[Requirement a]
List each line of the records below that contains the string "rear". Case matters.

— START OF Text excerpt —

CHARLESTON W.Va. -- Catholicism is one of the oldest and most widely practiced Christian traditions in the world, yet like any religion, there are misconceptions about how and why Catholics practice their faith.
Father John Finnell, the pastor at Blessed Sacrament Catholic Church in South Charleston, said fostering an understanding between faiths and traditions is why the church will host an "Explanatory Mass" this Sunday. The mass will be carried out as it is every week, with one key difference: Finnell will explain each prayer, sacrament and action as it happens.
"The mass will begin with an opening song, and at each stage we will pause, and I will say, 'Okay, now we have the Penitential Rite -- this is what it means, this is why we do it here,' and then we perform the prayers just as we would at a regular mass," he said. "After the whole mass has ended, we will say, 'Okay, what did you notice? What questions do you have and what would you like to talk about more?'"
The mass will be held at 2 p.m. and will take the place of the church's regular 11 a.m. mass. According to Finnell, the church chose a late-afternoon mass so that non-Catholics or those from other congregations could attend without missing their own services.
For Finnell, the service isn't designed to gain converts, but rather to highlight the commonalities that exist between Catholicism and other faiths, especially other branches of Christianity, and to dispel some common misconceptions about the faith.
"Occasionally there may be a few people who might want to pick it up, but we're not looking to increase our roster or anything," Finnell said. "We want to show people who may not know that we don't do any superstitious hocus pocus, and we don't have any secret things that we don't want people to see if they're not members of the church. People are welcome at any mass, any time."
Because it takes the place of the church's normal mass, there will be a donation collection to support the church, but Finnell said visitors should not feel compelled to donate.

— END OF Text excerpt —
— START OF Extracted information —

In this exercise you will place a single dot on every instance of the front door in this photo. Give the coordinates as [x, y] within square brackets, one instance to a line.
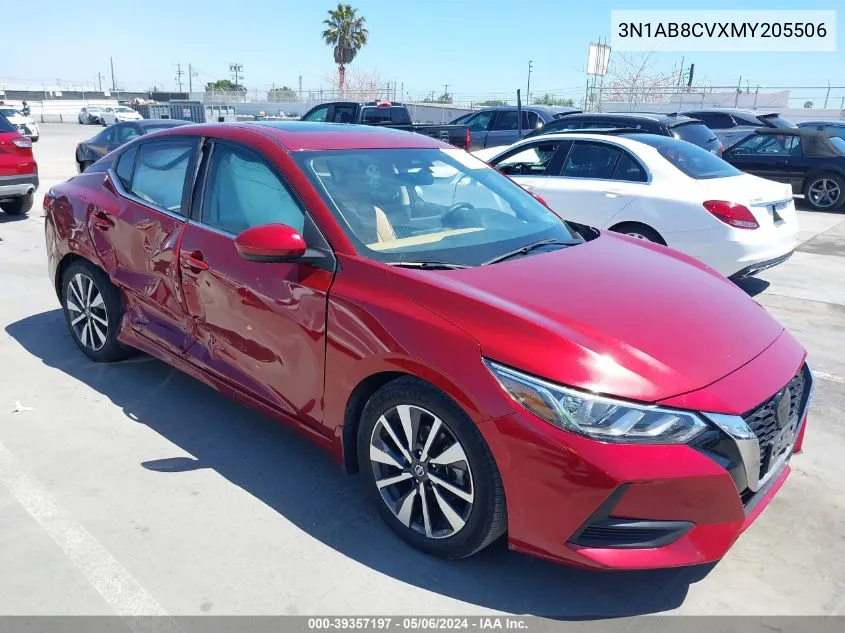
[135, 229]
[258, 325]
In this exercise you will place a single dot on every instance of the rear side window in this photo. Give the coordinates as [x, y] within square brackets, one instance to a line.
[160, 169]
[124, 166]
[591, 160]
[696, 133]
[629, 169]
[243, 192]
[694, 161]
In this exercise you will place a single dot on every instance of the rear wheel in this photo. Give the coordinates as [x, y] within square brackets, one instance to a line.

— END OF Extracted information —

[Requirement b]
Print everything in the article above from "For Finnell, the" down to "about the faith.", word for word.

[Correct answer a]
In this exercise you will place a single dot on every instance of the rear side window in this photo. Give the coordinates as [x, y] within square brackets, one instance to a line.
In this exercise you will place a single dot on every instance of the rear wheel in this photo. Give the coordinates as [x, y] within square brackets, one instance to a line.

[Correct answer b]
For Finnell, the service isn't designed to gain converts, but rather to highlight the commonalities that exist between Catholicism and other faiths, especially other branches of Christianity, and to dispel some common misconceptions about the faith.